◆ Exercise instructions
Copy out the entries below precisely; nothing is to be omitted.

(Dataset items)

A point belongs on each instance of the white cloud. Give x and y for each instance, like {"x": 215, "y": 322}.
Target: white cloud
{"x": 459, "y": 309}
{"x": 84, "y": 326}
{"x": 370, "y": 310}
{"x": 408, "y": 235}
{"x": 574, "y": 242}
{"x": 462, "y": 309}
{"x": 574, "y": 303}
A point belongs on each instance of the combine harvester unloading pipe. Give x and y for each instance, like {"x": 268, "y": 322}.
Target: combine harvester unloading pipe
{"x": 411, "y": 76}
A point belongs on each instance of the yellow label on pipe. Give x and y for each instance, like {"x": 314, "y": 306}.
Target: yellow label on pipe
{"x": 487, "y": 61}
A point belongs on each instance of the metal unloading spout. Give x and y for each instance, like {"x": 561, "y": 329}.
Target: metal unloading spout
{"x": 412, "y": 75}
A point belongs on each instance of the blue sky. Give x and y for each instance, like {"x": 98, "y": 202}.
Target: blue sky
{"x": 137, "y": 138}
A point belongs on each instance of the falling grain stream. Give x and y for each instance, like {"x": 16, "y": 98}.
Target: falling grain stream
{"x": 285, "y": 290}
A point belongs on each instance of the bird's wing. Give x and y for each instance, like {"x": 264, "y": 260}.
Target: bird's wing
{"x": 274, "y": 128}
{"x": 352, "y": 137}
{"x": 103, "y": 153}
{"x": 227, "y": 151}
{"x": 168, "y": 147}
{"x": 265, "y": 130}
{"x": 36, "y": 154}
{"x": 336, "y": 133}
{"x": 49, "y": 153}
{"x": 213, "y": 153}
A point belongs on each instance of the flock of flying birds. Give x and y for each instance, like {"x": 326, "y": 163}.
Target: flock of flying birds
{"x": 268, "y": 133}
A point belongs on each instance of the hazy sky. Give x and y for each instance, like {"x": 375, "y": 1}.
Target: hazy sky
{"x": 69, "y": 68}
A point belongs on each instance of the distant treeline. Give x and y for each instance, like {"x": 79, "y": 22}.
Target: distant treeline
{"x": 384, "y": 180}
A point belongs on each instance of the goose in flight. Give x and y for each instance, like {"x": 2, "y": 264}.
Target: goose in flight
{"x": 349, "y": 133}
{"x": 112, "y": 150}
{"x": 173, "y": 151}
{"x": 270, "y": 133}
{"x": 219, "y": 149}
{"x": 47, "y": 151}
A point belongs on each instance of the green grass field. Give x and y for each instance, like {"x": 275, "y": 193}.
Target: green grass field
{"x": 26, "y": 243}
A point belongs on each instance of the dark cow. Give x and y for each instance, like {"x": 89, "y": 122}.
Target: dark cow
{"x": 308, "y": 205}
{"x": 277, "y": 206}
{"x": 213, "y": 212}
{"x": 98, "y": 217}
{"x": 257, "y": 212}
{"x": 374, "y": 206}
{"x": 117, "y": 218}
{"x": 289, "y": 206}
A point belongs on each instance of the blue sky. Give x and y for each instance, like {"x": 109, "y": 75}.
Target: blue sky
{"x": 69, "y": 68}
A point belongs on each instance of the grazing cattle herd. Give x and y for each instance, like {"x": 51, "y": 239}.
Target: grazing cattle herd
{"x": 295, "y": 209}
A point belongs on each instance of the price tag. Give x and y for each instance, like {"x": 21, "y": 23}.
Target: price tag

◆ Answer for this exercise
A point belongs on each instance of the white cloud. Give x and y for each instance, like {"x": 215, "y": 322}.
Target: white cloud
{"x": 459, "y": 309}
{"x": 84, "y": 326}
{"x": 370, "y": 310}
{"x": 408, "y": 235}
{"x": 574, "y": 242}
{"x": 462, "y": 309}
{"x": 574, "y": 303}
A point belongs on each instance of the combine harvester unloading pipe. Give x and y for each instance, like {"x": 268, "y": 322}.
Target: combine harvester unloading pipe
{"x": 411, "y": 76}
A point belongs on each instance of the yellow label on pipe. Give x and y for each instance, like {"x": 314, "y": 306}.
Target: yellow label on pipe
{"x": 487, "y": 61}
A point belongs on each instance of the metal unloading spout. Give x and y for each instance, like {"x": 561, "y": 329}.
Target: metal unloading spout
{"x": 412, "y": 75}
A point belongs on each instance of the blue sky. Give x and y for each instance, like {"x": 98, "y": 202}.
Target: blue sky
{"x": 137, "y": 138}
A point belongs on each instance of the falling grain stream. Give x and y for each instance, like {"x": 16, "y": 98}.
Target: falling grain stream
{"x": 285, "y": 290}
A point belongs on each instance of the bird's wing. Give x and y for each instance, like {"x": 264, "y": 260}.
Target: bird's wing
{"x": 274, "y": 128}
{"x": 352, "y": 137}
{"x": 103, "y": 153}
{"x": 227, "y": 151}
{"x": 168, "y": 147}
{"x": 265, "y": 130}
{"x": 36, "y": 154}
{"x": 336, "y": 133}
{"x": 49, "y": 153}
{"x": 213, "y": 153}
A point belongs on each instance of the flock of flying birds. Give x and y for each instance, like {"x": 326, "y": 163}.
Target: flock of flying birds
{"x": 268, "y": 133}
A point belongs on each instance of the hazy sky. Give x and y for each instance, like {"x": 375, "y": 1}.
Target: hazy sky
{"x": 69, "y": 68}
A point belongs on each instance of the distant treeline. Give x and y for each instance, like {"x": 79, "y": 22}.
Target: distant treeline
{"x": 384, "y": 180}
A point belongs on each instance of the goose in flight. Give x and y for each instance, like {"x": 2, "y": 264}.
Target: goose in flight
{"x": 349, "y": 133}
{"x": 112, "y": 150}
{"x": 173, "y": 151}
{"x": 270, "y": 133}
{"x": 219, "y": 149}
{"x": 47, "y": 151}
A point belongs on each instance of the green grass field. Give x and y for each instance, like {"x": 275, "y": 193}.
Target: green grass field
{"x": 26, "y": 243}
A point belongs on each instance of the dark cow. Give x and y for each instance, like {"x": 89, "y": 122}.
Target: dark cow
{"x": 308, "y": 205}
{"x": 277, "y": 206}
{"x": 213, "y": 212}
{"x": 98, "y": 217}
{"x": 257, "y": 212}
{"x": 374, "y": 206}
{"x": 117, "y": 218}
{"x": 289, "y": 206}
A point belongs on each instance of the blue sky. Give x and y for each instance, like {"x": 109, "y": 75}.
Target: blue sky
{"x": 69, "y": 68}
A point belongs on each instance of the grazing cattle herd. Give x and y for each instance, like {"x": 51, "y": 239}.
Target: grazing cattle herd
{"x": 295, "y": 209}
A point belongs on each instance of the price tag. Give x and y for each instance, like {"x": 21, "y": 23}.
Target: price tag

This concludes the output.